● **STATED PROBLEM 1**
In the Lake Lanier post, what flow rate must now reach Florida under the reduction the Fish and Wildlife Service allowed?

● **TEXT TO READ**

____________

Feds allow plan to reduce water flow from Lanier
The U.S. Fish and Wildlife Service has decided that the flow from Lake Lanier can be reduced, but the flow cannot go down by 16% as first planned (view the PDF that they released). Florida Gov. Charlie Crist has said that Florida may sue if less water is sent to them, so expect that to happen shortly.
Instead, they’re allowing a 10% reduction (5% at first, 10% soon after), which cuts the necessary flow in Florida from 5,000 cfs (3.23 billion gallons/day) to 4,500 cfs (2.9 billion gallons/day).
Some news agencies are a bit confused about what this means. This does not mean a 10% reduction in the amount of water coming from Lake Lanier. It means a 10% reduction in the amount of water that must reach Apalachicola Bay, which then results in an unknown reduction in the amount released from Lake Lanier.
To maintain the necessary flow rate at the bay, the Corps has to factor in all of the water users south of Buford dam, as well as all of the small creeks and tributaries that feed back in. Because of the creeks that feed into the river, Lanier can provide less than 5,000 cfs and the river will gain the rest of the water from other sources as it heads south.
The outflow from Lanier varies a bit from day to day, but 3,500 cfs is a typical number lately. Assuming that was consistent, it could now drop to 3,000 cfs which would be about a 15% reduction. I think that’s a fair number to use for now.
Of course if things keep drying up, those other creeks and tributaries will provide less and less water the river, which means the releases from Lanier will need to slowly keep climbing. Also, as we’ve said before, as the lake level gets lower the level will begin to drop faster and faster.
I’ve heard a number of sources say that this means that instead of 79 days left (still don’t know how they came to that number), we now have more than a year. I have no clue where that number came from. Anyone have any idea?



















November 16th, 2007 at 3:48 pm
The 79 day number comes from this calculation:
18 feet left to the deadpool, divided by (give or take) 0.24 feet per day. That seems rational given that the flow will increase as the drought drags on and as the surface area declines (as you suggested).
But there is no mathematics I know of that stretches 79 days (78 as of today) to 365 days. It’s linear - if you drop the outflow by half, you double the number of days. To turn 79 days to 365 days, you would have to cut out 80% of the flow from Lake Lanier.
I think we wait and see what ends up happening. Still, any flow reduction is good news. Assuming Florida doesn’t sue to stop it. Which, I really am sorry to say, I believe they will.

____________

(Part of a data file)
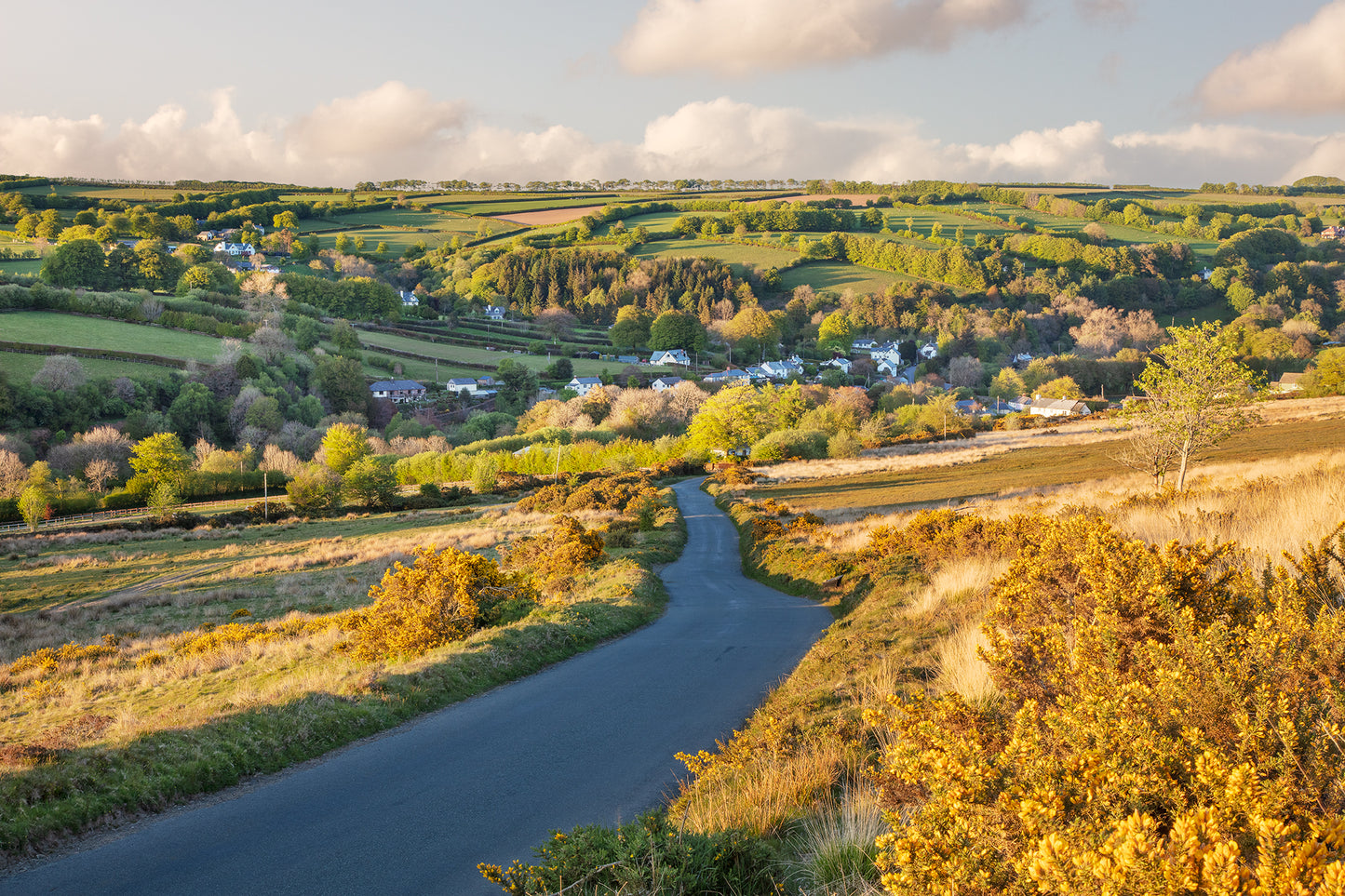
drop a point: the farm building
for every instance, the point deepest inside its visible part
(397, 391)
(1289, 382)
(1056, 408)
(728, 377)
(671, 356)
(459, 385)
(584, 385)
(782, 368)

____________

● **STATED PROBLEM 2**
Rewrite the rows above with "farm building" swapped for "barn" and nothing else changed. Omit the picture.

● **ANSWER 1**
4,500 cfs (2.9 billion gallons/day).

● **ANSWER 2**
drop a point: the barn
for every instance, the point deepest inside its visible part
(397, 391)
(1289, 382)
(1056, 408)
(728, 377)
(671, 356)
(459, 385)
(584, 385)
(782, 368)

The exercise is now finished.